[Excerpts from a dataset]

▬▬▬

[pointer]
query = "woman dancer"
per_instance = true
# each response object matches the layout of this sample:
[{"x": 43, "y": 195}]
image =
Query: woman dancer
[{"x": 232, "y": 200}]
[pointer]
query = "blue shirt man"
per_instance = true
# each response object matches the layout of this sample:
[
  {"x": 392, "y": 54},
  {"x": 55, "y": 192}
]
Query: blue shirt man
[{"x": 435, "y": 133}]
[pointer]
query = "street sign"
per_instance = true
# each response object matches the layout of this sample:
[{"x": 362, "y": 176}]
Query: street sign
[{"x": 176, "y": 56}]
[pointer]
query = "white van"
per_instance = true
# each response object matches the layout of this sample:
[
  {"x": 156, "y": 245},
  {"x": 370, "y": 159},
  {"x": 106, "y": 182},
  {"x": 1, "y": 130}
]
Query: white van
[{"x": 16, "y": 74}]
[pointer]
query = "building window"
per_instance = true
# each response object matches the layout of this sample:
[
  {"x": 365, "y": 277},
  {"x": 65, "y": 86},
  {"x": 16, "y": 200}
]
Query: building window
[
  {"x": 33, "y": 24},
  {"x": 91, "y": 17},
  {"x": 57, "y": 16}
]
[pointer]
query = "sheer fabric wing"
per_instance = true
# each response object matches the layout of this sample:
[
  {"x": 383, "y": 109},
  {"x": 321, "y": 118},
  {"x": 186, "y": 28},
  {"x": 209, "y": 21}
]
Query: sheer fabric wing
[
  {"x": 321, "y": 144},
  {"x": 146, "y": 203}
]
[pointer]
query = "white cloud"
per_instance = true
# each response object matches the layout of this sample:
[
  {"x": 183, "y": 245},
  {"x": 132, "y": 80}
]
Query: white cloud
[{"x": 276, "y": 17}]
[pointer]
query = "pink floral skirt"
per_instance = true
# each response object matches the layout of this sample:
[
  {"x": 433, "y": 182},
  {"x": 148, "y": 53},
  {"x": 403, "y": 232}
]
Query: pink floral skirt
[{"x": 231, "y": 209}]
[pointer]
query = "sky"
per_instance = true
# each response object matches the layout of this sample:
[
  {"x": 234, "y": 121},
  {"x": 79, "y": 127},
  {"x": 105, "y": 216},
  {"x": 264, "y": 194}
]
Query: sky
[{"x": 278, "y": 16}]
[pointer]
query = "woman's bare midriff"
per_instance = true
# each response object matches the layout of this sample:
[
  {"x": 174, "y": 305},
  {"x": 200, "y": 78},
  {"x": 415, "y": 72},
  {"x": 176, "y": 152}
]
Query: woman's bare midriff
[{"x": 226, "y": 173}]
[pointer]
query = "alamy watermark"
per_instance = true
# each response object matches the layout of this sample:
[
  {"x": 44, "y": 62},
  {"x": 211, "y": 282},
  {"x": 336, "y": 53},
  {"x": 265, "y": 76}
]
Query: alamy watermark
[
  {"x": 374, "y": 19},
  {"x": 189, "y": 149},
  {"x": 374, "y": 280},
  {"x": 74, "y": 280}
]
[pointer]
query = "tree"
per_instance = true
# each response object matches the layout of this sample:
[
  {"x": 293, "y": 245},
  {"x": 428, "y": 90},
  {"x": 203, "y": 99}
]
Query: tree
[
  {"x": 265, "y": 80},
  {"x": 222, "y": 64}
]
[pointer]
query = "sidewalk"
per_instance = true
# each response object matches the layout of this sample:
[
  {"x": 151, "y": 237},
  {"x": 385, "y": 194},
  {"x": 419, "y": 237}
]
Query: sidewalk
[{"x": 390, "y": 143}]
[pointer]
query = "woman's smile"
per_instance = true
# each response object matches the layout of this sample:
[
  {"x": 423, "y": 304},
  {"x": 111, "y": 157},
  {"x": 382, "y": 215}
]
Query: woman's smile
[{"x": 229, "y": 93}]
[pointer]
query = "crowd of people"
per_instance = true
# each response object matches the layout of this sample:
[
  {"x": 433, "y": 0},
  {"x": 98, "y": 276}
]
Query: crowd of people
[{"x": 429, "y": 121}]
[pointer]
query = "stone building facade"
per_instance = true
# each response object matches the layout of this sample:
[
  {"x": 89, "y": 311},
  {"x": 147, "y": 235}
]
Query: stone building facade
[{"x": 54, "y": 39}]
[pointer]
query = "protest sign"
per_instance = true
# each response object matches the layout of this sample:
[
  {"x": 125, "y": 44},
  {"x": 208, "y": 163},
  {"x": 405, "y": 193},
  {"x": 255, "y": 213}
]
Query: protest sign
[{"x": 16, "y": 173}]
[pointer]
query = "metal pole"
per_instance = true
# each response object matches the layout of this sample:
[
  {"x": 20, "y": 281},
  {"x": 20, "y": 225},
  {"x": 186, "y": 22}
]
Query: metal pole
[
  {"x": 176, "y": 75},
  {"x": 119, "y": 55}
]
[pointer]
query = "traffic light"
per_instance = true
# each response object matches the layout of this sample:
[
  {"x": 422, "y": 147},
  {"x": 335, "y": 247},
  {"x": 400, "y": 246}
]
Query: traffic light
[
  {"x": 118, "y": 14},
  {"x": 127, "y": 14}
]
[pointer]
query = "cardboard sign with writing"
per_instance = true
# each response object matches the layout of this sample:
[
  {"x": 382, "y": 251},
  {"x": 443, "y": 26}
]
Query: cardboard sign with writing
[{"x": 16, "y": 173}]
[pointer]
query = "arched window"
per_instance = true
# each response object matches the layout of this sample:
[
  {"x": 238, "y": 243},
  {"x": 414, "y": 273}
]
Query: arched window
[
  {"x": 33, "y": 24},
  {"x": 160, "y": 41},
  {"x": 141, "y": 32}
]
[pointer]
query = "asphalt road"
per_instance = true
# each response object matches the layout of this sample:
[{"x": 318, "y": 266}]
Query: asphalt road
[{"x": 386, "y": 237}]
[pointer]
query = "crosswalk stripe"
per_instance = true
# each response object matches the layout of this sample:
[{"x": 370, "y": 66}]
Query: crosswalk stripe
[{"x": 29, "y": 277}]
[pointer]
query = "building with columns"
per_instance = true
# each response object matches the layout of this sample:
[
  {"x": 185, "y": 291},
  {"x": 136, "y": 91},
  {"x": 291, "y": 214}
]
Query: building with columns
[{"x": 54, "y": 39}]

▬▬▬

-- What is expected --
Word for word, write out the data.

-- Task solution --
[pointer]
query = "woman dancer"
per_instance = true
# each response object matches the layout of this sample:
[{"x": 43, "y": 195}]
image =
Query: woman dancer
[{"x": 232, "y": 200}]
[pointer]
query = "blue shirt man"
per_instance = true
# each response object matches the layout of this sample:
[
  {"x": 392, "y": 54},
  {"x": 55, "y": 192}
]
Query: blue shirt man
[{"x": 435, "y": 133}]
[pointer]
query = "street sign"
per_instance = true
# each response object matches the layout of this sample:
[{"x": 362, "y": 176}]
Query: street sign
[{"x": 176, "y": 56}]
[pointer]
query = "white van"
per_instance = true
# each response object matches the layout of this sample:
[
  {"x": 156, "y": 245},
  {"x": 370, "y": 159},
  {"x": 106, "y": 182},
  {"x": 1, "y": 130}
]
Query: white van
[{"x": 16, "y": 74}]
[pointer]
query = "building window"
per_instance = true
# each response object matches the layout of this sample:
[
  {"x": 365, "y": 277},
  {"x": 65, "y": 86},
  {"x": 16, "y": 200}
]
Query: building window
[
  {"x": 33, "y": 24},
  {"x": 91, "y": 17},
  {"x": 57, "y": 16}
]
[pointer]
query = "sheer fabric wing"
per_instance = true
# each response object matches the layout of this sample:
[
  {"x": 383, "y": 109},
  {"x": 321, "y": 118},
  {"x": 186, "y": 28},
  {"x": 209, "y": 21}
]
Query: sheer fabric wing
[
  {"x": 321, "y": 144},
  {"x": 146, "y": 203}
]
[pointer]
query = "white cloud"
per_instance = true
# each response object matches the layout of this sample:
[
  {"x": 183, "y": 245},
  {"x": 132, "y": 80}
]
Query: white cloud
[{"x": 276, "y": 17}]
[pointer]
query = "pink floral skirt"
per_instance = true
# each response object matches the layout of this sample:
[
  {"x": 433, "y": 182},
  {"x": 148, "y": 53},
  {"x": 403, "y": 232}
]
Query: pink floral skirt
[{"x": 231, "y": 209}]
[pointer]
query = "sky"
per_instance = true
# each response object matches the layout of this sample:
[
  {"x": 234, "y": 121},
  {"x": 79, "y": 127},
  {"x": 105, "y": 216},
  {"x": 264, "y": 194}
]
Query: sky
[{"x": 278, "y": 16}]
[pointer]
query = "woman's bare midriff"
per_instance = true
# each response object matches the layout of this sample:
[
  {"x": 174, "y": 305},
  {"x": 200, "y": 78},
  {"x": 415, "y": 72},
  {"x": 176, "y": 152}
]
Query: woman's bare midriff
[{"x": 226, "y": 173}]
[pointer]
query = "alamy watermark"
per_instance = true
# each response object matches the layout of this sample:
[
  {"x": 44, "y": 62},
  {"x": 211, "y": 282},
  {"x": 336, "y": 53},
  {"x": 265, "y": 76}
]
Query: alamy watermark
[
  {"x": 374, "y": 19},
  {"x": 189, "y": 149},
  {"x": 374, "y": 280},
  {"x": 74, "y": 280}
]
[pointer]
query = "tree"
per_instance = true
# each response object matches the layout of this sample:
[
  {"x": 293, "y": 245},
  {"x": 428, "y": 90},
  {"x": 203, "y": 99}
]
Query: tree
[
  {"x": 265, "y": 80},
  {"x": 222, "y": 64}
]
[pointer]
query = "sidewalk"
per_instance = true
# each response object matches the layout of this sample:
[
  {"x": 151, "y": 237},
  {"x": 385, "y": 194},
  {"x": 419, "y": 237}
]
Query: sidewalk
[{"x": 390, "y": 143}]
[pointer]
query = "woman's smile"
per_instance = true
# each response object matches the layout of this sample:
[
  {"x": 423, "y": 304},
  {"x": 111, "y": 157},
  {"x": 382, "y": 215}
]
Query: woman's smile
[{"x": 229, "y": 93}]
[pointer]
query = "crowd of people"
per_instance = true
# each response object matches the layout of this sample:
[
  {"x": 433, "y": 0},
  {"x": 98, "y": 276}
]
Query: crowd of people
[{"x": 429, "y": 121}]
[pointer]
query = "stone building facade"
per_instance = true
# each response object matches the layout of this sample:
[
  {"x": 89, "y": 311},
  {"x": 147, "y": 235}
]
Query: stone building facade
[{"x": 54, "y": 39}]
[pointer]
query = "protest sign"
per_instance = true
# each response object matches the layout of this sample:
[
  {"x": 125, "y": 44},
  {"x": 208, "y": 163},
  {"x": 405, "y": 193},
  {"x": 255, "y": 213}
]
Query: protest sign
[{"x": 16, "y": 173}]
[pointer]
query = "metal pole"
per_instance = true
# each response object matches the layout of this sample:
[
  {"x": 20, "y": 281},
  {"x": 20, "y": 225},
  {"x": 186, "y": 22}
]
Query: metal pole
[
  {"x": 176, "y": 75},
  {"x": 119, "y": 55}
]
[pointer]
query = "traffic light"
per_instance = true
# each response object matches the layout of this sample:
[
  {"x": 422, "y": 147},
  {"x": 335, "y": 247},
  {"x": 400, "y": 246}
]
Query: traffic light
[
  {"x": 118, "y": 14},
  {"x": 127, "y": 14}
]
[pointer]
query = "cardboard sign with writing"
per_instance = true
# each response object matches the layout of this sample:
[
  {"x": 382, "y": 251},
  {"x": 443, "y": 26}
]
Query: cardboard sign with writing
[{"x": 16, "y": 173}]
[pointer]
query = "arched window"
per_instance = true
# each response object matches the layout of this sample:
[
  {"x": 238, "y": 243},
  {"x": 414, "y": 273}
]
Query: arched window
[
  {"x": 33, "y": 24},
  {"x": 160, "y": 41},
  {"x": 141, "y": 32}
]
[pointer]
query = "asphalt road"
per_instance = true
# each response object matches the layout of this sample:
[{"x": 318, "y": 266}]
Query: asphalt road
[{"x": 386, "y": 237}]
[pointer]
query = "crosswalk stripe"
per_instance = true
# each response object matches the layout of this sample:
[{"x": 370, "y": 66}]
Query: crosswalk stripe
[{"x": 29, "y": 277}]
[pointer]
query = "building with columns"
per_instance = true
# each response object matches the layout of this sample:
[
  {"x": 185, "y": 291},
  {"x": 136, "y": 91},
  {"x": 291, "y": 214}
]
Query: building with columns
[{"x": 54, "y": 39}]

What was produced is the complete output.